◆ THE PROBLEM: Print the records below verbatim.

BEGIN RECORD EXTRACTS

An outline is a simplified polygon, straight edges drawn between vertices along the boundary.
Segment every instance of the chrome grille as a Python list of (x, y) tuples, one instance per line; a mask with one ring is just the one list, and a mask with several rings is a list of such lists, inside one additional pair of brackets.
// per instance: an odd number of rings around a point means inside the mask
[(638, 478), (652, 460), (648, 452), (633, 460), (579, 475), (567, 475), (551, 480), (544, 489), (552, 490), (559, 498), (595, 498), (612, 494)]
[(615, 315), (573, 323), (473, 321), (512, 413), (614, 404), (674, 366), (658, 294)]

END RECORD EXTRACTS

◆ RESPONSE BOX:
An outline is a simplified polygon, straight edges drawn between vertices along the boundary.
Segment every instance of the chrome grille as a Python list of (x, y) tuples, one instance per line; a mask with one ring is just the one list, and a mask with several rings is a list of such lists, inside one additional pair of brackets.
// per instance: an odd number of rings around a point means inside the mask
[(638, 478), (652, 460), (648, 452), (633, 460), (579, 475), (567, 475), (551, 480), (544, 489), (552, 490), (559, 498), (595, 498), (612, 494)]
[(615, 315), (573, 323), (473, 321), (512, 413), (614, 404), (674, 366), (658, 294)]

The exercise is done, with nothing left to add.